**Work required:**
Reproduce the following records exactly from the line containing "Note to the class: identify the partial" onward, ending with the last line and including it.

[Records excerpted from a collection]
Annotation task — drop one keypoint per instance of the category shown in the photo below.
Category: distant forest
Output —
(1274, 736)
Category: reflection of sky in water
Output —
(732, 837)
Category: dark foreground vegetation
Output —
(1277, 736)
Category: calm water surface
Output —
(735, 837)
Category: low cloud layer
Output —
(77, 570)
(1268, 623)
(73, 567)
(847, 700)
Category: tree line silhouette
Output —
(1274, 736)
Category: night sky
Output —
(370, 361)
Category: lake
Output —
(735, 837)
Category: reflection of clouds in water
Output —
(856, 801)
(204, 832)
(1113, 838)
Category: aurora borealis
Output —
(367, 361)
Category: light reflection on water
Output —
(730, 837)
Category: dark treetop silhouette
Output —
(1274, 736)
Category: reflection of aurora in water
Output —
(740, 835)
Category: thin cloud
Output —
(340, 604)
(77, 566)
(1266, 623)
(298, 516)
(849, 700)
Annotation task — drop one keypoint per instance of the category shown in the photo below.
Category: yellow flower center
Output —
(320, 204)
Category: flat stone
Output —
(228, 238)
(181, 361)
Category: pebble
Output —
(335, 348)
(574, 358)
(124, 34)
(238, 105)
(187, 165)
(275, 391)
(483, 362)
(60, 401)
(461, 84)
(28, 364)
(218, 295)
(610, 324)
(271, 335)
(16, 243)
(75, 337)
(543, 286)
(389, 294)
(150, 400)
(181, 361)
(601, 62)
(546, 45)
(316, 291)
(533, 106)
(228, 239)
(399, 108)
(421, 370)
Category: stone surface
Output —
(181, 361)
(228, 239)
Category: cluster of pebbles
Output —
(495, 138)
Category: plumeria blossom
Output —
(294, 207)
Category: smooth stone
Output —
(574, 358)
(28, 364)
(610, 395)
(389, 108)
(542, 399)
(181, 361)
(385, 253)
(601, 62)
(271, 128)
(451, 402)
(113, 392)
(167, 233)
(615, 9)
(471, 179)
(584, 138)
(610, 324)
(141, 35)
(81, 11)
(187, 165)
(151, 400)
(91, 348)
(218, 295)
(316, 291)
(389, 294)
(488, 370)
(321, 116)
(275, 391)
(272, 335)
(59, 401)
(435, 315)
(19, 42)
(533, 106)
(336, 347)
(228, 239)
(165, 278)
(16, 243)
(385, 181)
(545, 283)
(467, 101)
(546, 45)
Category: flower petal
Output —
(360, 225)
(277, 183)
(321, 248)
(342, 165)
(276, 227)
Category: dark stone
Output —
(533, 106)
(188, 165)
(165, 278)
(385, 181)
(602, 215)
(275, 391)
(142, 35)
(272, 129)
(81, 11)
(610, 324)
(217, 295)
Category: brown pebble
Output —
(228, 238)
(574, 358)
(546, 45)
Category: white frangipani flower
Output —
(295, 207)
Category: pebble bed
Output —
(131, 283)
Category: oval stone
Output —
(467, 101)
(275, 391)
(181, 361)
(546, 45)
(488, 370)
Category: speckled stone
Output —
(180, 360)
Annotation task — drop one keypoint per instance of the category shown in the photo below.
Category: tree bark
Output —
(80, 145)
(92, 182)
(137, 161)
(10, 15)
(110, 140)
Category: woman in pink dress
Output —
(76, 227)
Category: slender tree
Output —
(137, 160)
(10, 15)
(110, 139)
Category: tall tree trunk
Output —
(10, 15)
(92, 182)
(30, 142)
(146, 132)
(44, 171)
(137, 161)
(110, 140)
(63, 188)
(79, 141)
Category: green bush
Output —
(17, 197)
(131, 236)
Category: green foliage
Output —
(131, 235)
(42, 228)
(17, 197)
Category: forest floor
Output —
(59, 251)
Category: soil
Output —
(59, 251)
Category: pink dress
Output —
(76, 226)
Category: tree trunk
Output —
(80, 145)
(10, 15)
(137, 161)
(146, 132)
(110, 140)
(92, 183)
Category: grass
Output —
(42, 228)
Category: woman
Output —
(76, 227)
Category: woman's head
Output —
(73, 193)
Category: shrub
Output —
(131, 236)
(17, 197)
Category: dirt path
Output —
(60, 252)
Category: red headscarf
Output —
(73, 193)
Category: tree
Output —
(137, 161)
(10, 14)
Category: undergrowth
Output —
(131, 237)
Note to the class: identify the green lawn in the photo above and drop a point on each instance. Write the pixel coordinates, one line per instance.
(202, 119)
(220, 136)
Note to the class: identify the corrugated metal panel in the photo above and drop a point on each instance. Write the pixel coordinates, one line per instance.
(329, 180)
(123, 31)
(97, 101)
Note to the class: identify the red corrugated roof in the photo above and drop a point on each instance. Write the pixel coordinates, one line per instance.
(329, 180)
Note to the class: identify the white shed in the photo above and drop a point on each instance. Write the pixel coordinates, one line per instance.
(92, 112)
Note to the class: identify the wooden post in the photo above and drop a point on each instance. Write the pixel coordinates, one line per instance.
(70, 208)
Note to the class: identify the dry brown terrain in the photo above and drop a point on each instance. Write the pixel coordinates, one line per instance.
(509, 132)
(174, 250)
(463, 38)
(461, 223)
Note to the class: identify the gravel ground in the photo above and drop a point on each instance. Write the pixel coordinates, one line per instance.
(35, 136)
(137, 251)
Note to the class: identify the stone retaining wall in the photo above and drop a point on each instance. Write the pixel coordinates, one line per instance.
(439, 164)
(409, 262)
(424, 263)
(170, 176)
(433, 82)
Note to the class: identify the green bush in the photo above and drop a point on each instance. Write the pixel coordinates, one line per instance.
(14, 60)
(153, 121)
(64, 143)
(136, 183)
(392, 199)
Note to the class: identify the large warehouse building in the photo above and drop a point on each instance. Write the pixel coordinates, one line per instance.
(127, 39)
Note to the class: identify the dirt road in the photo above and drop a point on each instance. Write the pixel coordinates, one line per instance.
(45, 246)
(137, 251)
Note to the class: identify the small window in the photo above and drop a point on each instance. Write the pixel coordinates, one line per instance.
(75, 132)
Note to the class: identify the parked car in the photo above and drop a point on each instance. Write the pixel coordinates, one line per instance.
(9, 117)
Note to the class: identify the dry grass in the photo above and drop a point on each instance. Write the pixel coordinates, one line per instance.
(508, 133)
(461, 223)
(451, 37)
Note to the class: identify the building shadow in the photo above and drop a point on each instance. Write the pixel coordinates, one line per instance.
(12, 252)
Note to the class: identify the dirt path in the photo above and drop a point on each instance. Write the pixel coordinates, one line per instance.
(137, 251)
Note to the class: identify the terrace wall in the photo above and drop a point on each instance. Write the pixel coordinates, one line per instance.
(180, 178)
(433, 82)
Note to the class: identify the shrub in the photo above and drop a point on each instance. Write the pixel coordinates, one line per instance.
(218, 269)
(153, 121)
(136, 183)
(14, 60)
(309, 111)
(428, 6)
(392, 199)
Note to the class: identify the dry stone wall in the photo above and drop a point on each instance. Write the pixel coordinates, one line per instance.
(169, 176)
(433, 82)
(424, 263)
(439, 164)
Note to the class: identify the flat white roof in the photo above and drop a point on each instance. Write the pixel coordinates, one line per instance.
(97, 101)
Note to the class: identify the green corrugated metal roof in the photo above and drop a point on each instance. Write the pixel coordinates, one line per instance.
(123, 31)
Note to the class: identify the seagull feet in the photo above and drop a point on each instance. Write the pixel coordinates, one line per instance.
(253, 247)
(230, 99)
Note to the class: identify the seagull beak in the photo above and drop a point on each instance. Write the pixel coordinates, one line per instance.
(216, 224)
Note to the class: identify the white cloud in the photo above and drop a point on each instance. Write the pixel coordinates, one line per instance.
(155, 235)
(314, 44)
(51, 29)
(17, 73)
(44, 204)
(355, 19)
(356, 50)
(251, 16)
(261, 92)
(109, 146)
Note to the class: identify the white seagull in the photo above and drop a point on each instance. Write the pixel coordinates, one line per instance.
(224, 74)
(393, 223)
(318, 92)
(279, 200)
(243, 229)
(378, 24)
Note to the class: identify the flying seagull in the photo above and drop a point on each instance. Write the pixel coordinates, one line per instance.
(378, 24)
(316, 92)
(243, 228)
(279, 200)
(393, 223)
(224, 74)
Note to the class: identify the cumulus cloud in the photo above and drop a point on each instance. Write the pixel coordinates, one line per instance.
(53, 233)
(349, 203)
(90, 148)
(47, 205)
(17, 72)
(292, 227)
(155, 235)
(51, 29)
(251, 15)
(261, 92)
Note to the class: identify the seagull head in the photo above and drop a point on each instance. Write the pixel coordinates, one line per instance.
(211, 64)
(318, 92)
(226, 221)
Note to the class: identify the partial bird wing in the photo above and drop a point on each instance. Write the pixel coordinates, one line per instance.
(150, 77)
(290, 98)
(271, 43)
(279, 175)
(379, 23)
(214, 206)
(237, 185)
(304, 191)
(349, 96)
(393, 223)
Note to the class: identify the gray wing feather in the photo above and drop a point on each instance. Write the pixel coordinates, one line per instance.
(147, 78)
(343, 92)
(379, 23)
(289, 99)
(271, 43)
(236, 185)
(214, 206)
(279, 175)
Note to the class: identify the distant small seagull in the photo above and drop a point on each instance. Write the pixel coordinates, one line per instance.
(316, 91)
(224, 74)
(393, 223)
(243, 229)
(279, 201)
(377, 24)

**Result of this exercise:**
Note to the class: identify the partial bird wing in the photo above and drop a point on each instance. Write the pixel coordinates, one line per instance.
(150, 77)
(290, 98)
(271, 43)
(279, 175)
(379, 23)
(214, 206)
(237, 185)
(304, 191)
(349, 96)
(393, 223)
Note to the class: identify the gray wing feather in the photo above and drop a point on each instance. Write the pixel coordinates, one line per instance.
(147, 78)
(343, 92)
(379, 23)
(289, 99)
(271, 43)
(236, 185)
(214, 206)
(279, 175)
Note to the class: identify the distant small seagull in the photo above and drop a point on each instance. Write the pixel coordinates, one line per instance.
(316, 91)
(224, 74)
(393, 223)
(243, 229)
(279, 201)
(377, 24)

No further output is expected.